> TEXTE SOURCE
■ ■ ■ ■

L’on sait, en effet, que la dévotion au Sacré-Coeur fut le remède providentiel et comme le contrepoison opposé par la divine Bonté au venin du Jansénisme qui s’efforçait, par ses erreurs, de fermer à la faiblesse humaine les sources de la divine miséricorde. Se faire l’apôtre du Sacré-Coeur, cette dévotion si bafouée par les Jansénistes, c’était donc, à cette époque surtout, se donner à soi-même un certificat bien authentique de foi intègre et de particulière intelli­gence des choses divines.

Et d’où venait donc à François Bodiou et à son épouse l’idée d’un pareil monument ?

En 1684 Maudez-René avait dix-huit ans. Il poursuivait alors ses études à Tréguier, où il dût souvent entendre parler des apparitions du Sacré-Coeur qui commençaient à occuper les âmes pieuses. Peut-être aussi rencontra-t-il, à l’occasion d’une retraite, quelque Père Eudiste qui, à l’exemple du Bienheureux Eudes, ne manqua pas de pousser ses auditeurs à la double dévotion au Sacré-Coeur de Jésus et au saint Coeur de Marie. Selon toute vraisemblance, ce modèle inédit de croix, qu’un paysan sans instruction pouvait difficilement concevoir, est donc dû principalement à l’inspiration de Maudez Le Cozannet.

■ ■ ■ ■

> DONNÉES À TRAITER

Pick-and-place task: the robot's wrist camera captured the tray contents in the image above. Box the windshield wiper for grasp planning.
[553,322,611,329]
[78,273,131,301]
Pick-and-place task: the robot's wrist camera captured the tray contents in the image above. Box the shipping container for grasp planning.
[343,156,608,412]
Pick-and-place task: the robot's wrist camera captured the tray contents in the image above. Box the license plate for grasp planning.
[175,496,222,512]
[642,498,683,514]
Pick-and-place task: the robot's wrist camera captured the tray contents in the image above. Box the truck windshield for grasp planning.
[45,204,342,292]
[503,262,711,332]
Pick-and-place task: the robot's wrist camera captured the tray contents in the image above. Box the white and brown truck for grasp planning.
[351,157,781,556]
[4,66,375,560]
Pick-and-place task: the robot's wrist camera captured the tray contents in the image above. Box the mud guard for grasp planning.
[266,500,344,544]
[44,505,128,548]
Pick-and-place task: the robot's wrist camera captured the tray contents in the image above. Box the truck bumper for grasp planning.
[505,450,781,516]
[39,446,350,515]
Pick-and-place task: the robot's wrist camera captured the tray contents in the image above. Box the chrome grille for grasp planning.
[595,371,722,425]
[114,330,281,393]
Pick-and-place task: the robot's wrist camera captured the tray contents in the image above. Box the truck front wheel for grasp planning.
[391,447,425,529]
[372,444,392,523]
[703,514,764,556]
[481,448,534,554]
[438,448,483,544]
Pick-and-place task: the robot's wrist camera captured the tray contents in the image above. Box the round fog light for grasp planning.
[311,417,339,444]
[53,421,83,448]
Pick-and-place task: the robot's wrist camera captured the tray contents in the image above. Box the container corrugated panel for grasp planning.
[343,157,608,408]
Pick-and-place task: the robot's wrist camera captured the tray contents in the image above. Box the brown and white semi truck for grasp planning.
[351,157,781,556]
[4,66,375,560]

■ ■ ■ ■

> CONSIGNES
1 - Transformez en tableau Markdown les entrées, de la ligne qui contient « light for grasp planning. » jusqu'à la dernière des entrées, ces deux bornes comprises et les lignes vides omises. Utilisez une colonne « Rang » pour le numéro de chaque ligne et une colonne « Contenu » pour la ligne elle-même.
2 - Prolongez le texte sur la dévotion au Sacré-Coeur et la croix de François Bodiou à partir de sa dernière phrase.

> RÉSULTATS PAR CONSIGNE
1 -
| Rang | Contenu |
|---|---|
| 1 | Pick-and-place task: the robot's wrist camera captured the tray contents in the image above. Box the round fog light for grasp planning. |
| 2 | [311,417,339,444] |
| 3 | [53,421,83,448] |
| 4 | Pick-and-place task: the robot's wrist camera captured the tray contents in the image above. Box the container corrugated panel for grasp planning. |
| 5 | [343,157,608,408] |
| 6 | Pick-and-place task: the robot's wrist camera captured the tray contents in the image above. Box the brown and white semi truck for grasp planning. |
| 7 | [351,157,781,556] |
| 8 | [4,66,375,560] |

2 -
Ce monument, dont on voit ici le dessin, est une simple croix en granit, sans Christ, mais bien différente des croix XVIIIème siècle, sans Christ également, que nos paysans appellent parfois des croix protestantes.

D’un côté est représenté le Sacré-Coeur entouré d’une couronne d’épines et portant encore visible la trace du coup de lance.

Sur le revers de la croix, est un autre coeur transpercé de trois lances, dont les pointes ressortent en-dessous. Le monogramme du Christ, dont ce dernier coeur est surmonté semble indiquer qu’il s’agit encore du Coeur de Jésus. Rien n’interdit pourtant d’y voir le Coeur de Marie : en ce cas, le double emblème, Coeur de Marie transpercé et monogramme du Christ, rappellerait la Vierge douloureuse, avec son divin Fils sur les genoux, telle qu’on avait coutume de la représenter sur les Calvaires antiques dont la Bretagne est encore toute pleine.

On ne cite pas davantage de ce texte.